**SHORT EXERCISE:**
Count the lines in the items below that contain the string "wheel", matching case exactly. Reply with only that number.

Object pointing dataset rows

————————

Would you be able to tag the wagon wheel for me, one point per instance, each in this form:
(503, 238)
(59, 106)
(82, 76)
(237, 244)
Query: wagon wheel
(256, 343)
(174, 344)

————————

**RESULT OF THE EXERCISE:**
2